**EXCERPTED PASSAGE:**

Editors Note: This is an archived blog post from 30/9/2013.
The Different Faces of World War 1
Booking is essential – more info on booking will appear on the below website later in autumn
School of Arts, Languages and Cultures
Lecture Series 2013/14
Venue: Please check the SALC website for venue information: www.alc.manchester.ac.uk/abouttheschool/schoolsandcommunityengagement
Time: 5-6pm (unless otherwise indicated)
In the run-up to the centenary of the outbreak of WW1, this lecture series considers the war from many different angles. Experts from the wide-ranging subject areas in the University of Manchester’s School of Arts, Languages and Cultures share their research. Everybody is welcome – the talks are aimed at Sixth Form students and members of the public as well as University staff and students.
How to book: Attendance at lectures is free of charge, but please book a place via our website. Sixth form pupils may attend without teachers.
|9 October 2013||Prof Matthew Jefferies (Department of German Studies):
Germany and the Approach of War in 1914
Although a number of recent publications have attempted to lessen Germany’s responsibility for the First World War – the ‘erosion of the German paradigm’ as Samuel Williamson has put it – it remains clear that the Wilhelmine Empire was a central factor in the outbreak of war. Rather than focusing on the well-documented events of the July Crisis, this talk looks at the longer term domestic and foreign policy considerations which led many high-ranking Germans to favour a military solution in the summer of 1914.
Of special interest to A-level: German, History
|16 October 2013||Dr Laura Tunbridge (Department of Music)
Music during Wartime
This lecture will explore the different ways in which music was used during WWI: as a way to express feelings about the enemy; as a means to rally the troops; and as a way to commemorate the dead and console the bereaved.
Of special interest to A-level: History, Music, English
|23 October 2013||Prof Peter Gatrell (Department of History)
Europe on the Move: the Great War and its Refugees
The First World War is regularly depicted as stalemate on the Western front, but across much of the European continent the experience was quite different, particularly for millions of civilians who were displaced by the war. A senior Red Cross official wrote ‘there were refugees everywhere. It was as if the entire world had to move or was waiting to move’. This lecture outlines the causes and extent of this crisis and how ordinary people tried to come to terms with their experiences. It concludes by assessing the significance of the refugee crisis a century later.

**GOAL A:**
In the entries, replace "reflection" with "mirrored image" in everything from the line containing "water. Use semicolons to separate four coordinates: x1;y1;x2;y2." down to the line containing "81;310;102;438". Return only those lines, with nothing else altered.

**SUPPLIED MATERIAL:**
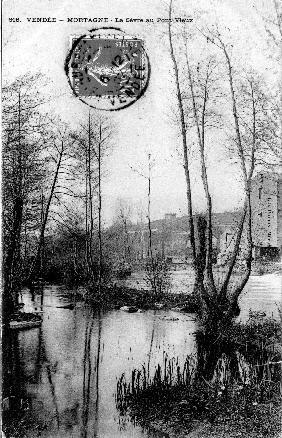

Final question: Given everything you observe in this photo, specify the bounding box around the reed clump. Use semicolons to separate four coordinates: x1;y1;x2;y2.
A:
116;314;282;438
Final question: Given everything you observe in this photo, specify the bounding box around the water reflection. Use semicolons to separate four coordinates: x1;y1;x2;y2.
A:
3;272;280;438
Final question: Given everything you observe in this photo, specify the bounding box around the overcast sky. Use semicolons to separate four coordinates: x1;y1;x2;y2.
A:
3;0;276;223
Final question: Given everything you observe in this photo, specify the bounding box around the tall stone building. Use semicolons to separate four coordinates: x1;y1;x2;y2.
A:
251;172;282;258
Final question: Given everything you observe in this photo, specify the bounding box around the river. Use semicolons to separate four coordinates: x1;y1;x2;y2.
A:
3;272;281;438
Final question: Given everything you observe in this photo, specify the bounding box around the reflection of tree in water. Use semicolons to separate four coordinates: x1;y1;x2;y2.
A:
2;329;27;417
81;310;102;438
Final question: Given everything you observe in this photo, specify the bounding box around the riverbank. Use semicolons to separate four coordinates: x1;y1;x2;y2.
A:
117;314;282;438
86;286;197;313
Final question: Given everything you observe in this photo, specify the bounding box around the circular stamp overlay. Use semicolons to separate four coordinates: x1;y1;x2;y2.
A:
65;28;150;111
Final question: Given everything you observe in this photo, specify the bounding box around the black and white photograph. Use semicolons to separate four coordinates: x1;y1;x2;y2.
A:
0;0;282;438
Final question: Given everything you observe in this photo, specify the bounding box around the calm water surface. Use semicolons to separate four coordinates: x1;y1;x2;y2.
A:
7;272;281;438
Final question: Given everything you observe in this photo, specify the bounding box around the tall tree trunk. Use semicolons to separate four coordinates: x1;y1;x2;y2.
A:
29;141;64;283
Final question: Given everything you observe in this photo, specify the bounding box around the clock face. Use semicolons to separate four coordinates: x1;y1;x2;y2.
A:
66;29;150;111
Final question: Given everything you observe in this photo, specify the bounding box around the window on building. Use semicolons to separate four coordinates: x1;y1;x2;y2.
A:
259;187;262;199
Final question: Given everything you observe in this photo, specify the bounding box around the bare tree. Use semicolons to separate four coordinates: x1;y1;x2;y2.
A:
73;111;113;295
3;75;46;317
168;0;276;378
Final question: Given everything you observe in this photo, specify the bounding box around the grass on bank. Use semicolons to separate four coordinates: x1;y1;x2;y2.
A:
116;313;282;438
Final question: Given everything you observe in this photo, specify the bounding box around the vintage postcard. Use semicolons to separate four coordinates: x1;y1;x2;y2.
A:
1;0;282;438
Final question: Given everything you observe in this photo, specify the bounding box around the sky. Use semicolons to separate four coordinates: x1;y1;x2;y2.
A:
3;0;276;224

**GOAL B:**
Name each A-level subject that the lecture series announcement marks as being of special interest, listing each subject only once.

**EXERCISE ANSWER A:**
Final question: Given everything you observe in this photo, specify the bounding box around the mirrored image of tree in water. Use semicolons to separate four coordinates: x1;y1;x2;y2.
A:
2;329;27;417
81;310;102;438

**EXERCISE ANSWER B:**
German, History, Music, English